=== Written instruction ===
Retype precisely the section of the data that starts at the line containing "dark background. Return only the coordinates." and runs to its final line, ends included.
►
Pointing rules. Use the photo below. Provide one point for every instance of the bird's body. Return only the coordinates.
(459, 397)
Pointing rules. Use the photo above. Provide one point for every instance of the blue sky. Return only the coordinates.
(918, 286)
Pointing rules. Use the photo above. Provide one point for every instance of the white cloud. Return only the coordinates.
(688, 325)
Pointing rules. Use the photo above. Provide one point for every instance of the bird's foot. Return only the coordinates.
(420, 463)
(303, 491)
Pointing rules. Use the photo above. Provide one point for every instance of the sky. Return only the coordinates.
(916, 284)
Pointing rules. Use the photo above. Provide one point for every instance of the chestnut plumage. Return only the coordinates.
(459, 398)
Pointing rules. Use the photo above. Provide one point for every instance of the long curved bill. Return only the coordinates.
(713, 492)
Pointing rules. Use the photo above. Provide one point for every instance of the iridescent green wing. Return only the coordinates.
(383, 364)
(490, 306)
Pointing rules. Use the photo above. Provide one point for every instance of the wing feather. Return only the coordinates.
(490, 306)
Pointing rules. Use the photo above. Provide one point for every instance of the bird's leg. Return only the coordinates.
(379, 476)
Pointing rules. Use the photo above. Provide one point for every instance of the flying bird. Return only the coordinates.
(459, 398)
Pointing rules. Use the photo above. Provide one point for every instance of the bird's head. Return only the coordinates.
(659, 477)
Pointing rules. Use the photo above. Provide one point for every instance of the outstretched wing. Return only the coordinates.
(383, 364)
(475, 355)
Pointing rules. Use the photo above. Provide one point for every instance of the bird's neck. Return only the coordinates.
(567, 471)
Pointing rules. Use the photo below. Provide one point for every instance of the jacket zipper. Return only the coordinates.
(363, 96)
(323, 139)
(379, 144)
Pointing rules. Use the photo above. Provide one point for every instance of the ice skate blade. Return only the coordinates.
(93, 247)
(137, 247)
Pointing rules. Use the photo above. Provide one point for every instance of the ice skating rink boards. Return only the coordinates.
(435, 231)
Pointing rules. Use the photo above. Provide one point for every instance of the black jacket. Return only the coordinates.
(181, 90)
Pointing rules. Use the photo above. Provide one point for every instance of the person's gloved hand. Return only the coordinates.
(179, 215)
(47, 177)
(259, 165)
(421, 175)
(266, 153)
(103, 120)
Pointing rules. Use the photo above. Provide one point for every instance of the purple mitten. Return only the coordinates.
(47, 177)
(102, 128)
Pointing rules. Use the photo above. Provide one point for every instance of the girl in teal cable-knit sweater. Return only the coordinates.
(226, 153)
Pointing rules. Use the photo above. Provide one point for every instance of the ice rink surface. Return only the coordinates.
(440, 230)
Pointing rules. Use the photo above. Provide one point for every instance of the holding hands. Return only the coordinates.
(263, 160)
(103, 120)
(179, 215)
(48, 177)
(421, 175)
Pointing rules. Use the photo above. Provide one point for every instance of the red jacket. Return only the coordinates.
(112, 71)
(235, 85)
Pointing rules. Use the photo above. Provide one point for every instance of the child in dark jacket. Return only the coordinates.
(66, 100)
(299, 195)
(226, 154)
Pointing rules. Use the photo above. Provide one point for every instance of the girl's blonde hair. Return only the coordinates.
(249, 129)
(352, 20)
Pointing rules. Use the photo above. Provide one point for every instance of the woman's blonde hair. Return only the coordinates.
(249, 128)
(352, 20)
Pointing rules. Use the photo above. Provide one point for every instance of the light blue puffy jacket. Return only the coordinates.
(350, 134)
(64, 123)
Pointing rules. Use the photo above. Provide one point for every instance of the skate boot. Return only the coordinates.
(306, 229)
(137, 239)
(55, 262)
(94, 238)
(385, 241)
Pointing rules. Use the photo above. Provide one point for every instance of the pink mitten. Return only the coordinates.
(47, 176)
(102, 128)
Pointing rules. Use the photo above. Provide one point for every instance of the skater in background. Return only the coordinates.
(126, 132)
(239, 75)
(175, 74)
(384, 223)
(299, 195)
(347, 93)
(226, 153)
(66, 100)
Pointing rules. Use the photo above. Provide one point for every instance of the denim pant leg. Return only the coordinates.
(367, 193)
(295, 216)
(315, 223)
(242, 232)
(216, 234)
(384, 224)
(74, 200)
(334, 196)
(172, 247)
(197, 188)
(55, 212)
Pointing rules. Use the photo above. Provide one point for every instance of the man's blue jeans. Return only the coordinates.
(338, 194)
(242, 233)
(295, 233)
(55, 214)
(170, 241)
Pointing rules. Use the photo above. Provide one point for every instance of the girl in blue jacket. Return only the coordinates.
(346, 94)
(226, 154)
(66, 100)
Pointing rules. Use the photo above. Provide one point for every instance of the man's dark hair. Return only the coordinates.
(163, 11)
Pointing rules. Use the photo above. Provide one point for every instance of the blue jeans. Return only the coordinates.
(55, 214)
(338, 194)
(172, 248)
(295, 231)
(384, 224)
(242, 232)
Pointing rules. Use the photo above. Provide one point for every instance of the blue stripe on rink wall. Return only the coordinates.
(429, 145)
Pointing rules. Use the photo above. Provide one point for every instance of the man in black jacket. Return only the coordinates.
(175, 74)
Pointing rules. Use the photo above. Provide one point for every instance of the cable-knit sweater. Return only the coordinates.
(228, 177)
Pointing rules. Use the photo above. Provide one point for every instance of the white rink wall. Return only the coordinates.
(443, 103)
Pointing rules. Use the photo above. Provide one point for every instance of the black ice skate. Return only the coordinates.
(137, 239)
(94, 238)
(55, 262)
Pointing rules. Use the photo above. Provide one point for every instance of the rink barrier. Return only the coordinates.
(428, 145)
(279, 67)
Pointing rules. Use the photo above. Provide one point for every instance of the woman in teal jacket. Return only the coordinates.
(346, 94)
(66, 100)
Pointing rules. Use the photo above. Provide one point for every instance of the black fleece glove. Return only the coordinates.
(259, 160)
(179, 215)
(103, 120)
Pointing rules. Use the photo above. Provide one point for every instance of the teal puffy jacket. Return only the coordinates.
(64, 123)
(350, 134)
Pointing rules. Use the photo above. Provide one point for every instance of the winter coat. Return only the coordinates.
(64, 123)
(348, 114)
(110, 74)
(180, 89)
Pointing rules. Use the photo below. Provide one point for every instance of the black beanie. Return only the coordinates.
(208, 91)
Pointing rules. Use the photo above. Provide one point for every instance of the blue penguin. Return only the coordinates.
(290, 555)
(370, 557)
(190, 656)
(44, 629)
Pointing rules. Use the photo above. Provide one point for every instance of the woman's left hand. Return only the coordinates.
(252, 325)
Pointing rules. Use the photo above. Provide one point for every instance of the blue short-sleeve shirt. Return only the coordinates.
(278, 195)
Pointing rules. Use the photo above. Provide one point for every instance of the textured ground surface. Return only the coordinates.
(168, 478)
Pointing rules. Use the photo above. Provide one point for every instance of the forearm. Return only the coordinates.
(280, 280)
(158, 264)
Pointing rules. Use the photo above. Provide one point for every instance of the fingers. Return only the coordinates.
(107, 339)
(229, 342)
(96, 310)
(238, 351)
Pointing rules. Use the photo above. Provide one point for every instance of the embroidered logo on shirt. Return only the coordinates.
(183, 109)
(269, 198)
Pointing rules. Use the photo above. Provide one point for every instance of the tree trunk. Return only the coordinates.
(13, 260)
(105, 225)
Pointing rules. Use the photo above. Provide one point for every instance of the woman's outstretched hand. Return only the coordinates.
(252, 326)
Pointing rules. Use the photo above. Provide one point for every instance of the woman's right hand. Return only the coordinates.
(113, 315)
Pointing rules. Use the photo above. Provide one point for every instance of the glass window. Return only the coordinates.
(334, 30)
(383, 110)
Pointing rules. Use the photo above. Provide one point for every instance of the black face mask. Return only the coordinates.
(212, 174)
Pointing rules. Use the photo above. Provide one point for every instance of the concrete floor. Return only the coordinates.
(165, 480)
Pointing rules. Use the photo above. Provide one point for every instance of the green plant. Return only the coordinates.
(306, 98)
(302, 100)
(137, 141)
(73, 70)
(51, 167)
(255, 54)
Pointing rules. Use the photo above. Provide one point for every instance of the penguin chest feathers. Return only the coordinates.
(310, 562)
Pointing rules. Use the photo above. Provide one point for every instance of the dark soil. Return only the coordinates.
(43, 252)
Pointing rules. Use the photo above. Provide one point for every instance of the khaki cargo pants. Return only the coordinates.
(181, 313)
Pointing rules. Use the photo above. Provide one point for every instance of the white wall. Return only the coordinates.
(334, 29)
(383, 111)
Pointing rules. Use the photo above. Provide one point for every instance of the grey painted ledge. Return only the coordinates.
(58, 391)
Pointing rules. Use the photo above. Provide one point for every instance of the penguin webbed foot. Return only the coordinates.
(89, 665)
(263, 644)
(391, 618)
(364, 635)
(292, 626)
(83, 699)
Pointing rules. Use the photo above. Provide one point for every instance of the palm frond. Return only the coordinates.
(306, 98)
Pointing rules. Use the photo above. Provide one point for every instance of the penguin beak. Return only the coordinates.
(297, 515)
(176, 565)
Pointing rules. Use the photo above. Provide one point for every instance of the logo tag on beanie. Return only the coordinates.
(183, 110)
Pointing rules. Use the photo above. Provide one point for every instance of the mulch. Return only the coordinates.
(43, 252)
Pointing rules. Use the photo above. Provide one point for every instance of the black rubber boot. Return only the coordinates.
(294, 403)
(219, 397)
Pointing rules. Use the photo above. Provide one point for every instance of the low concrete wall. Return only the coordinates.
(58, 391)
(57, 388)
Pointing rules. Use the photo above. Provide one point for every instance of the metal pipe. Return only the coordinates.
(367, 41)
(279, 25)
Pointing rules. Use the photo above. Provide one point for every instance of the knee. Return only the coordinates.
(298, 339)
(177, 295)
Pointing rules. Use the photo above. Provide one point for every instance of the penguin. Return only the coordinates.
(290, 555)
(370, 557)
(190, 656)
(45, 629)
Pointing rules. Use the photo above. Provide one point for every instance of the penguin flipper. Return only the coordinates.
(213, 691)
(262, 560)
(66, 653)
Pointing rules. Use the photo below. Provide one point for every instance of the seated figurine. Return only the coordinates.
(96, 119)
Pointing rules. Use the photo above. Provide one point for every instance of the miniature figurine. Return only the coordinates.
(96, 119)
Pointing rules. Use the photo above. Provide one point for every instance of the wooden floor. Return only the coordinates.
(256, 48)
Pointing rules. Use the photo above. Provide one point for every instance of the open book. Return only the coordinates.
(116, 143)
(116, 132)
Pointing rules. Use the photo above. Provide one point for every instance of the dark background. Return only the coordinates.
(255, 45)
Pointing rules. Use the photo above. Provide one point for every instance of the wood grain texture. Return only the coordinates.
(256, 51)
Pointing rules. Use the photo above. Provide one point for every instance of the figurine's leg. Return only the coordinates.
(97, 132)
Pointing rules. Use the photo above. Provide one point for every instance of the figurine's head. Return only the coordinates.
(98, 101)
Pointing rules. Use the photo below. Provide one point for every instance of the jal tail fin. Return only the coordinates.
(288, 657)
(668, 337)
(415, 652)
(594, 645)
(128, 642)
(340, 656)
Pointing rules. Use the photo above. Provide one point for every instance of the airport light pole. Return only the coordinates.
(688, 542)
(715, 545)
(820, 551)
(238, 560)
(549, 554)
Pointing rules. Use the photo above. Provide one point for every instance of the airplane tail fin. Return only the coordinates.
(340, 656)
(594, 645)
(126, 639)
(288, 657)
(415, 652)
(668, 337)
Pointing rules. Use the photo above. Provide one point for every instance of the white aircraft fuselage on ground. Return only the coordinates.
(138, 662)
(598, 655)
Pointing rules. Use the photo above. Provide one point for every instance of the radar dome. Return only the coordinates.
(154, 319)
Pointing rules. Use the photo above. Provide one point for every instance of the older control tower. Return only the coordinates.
◄
=== Solution to the exercise ===
Pointing rules. Use the photo above. Provide one point for every instance of the dark background. Return only the coordinates.
(255, 45)
Pointing rules. Use the photo above. Provide one point for every instance of the wood grain texture. Return only the coordinates.
(256, 51)
Pointing rules. Use the photo above. Provide one point for every instance of the figurine's leg. Return only the coordinates.
(97, 132)
Pointing rules. Use the photo above. Provide one point for every instance of the figurine's head. Return only the coordinates.
(98, 101)
Pointing rules. Use the photo below. Provide one point for every instance of the jal tail fin. Return only the coordinates.
(288, 657)
(668, 337)
(415, 652)
(594, 645)
(128, 642)
(340, 656)
Pointing rules. Use the photo above. Provide one point for every instance of the airport light pole. Return only the coordinates.
(688, 542)
(715, 545)
(820, 551)
(238, 560)
(549, 554)
Pointing rules. Use the photo above. Provide one point for every instance of the airplane tail fin. Return only the coordinates.
(340, 656)
(594, 645)
(126, 639)
(288, 657)
(415, 652)
(668, 337)
Pointing rules. Use the photo above. Provide one point for every instance of the white aircraft fuselage on ground. Return only the coordinates.
(138, 662)
(598, 655)
Pointing rules. Use the photo above. Provide one point for every instance of the radar dome. Return only the coordinates.
(154, 319)
Pointing rules. Use the photo above. Provide one point for every instance of the older control tower. Return only the coordinates.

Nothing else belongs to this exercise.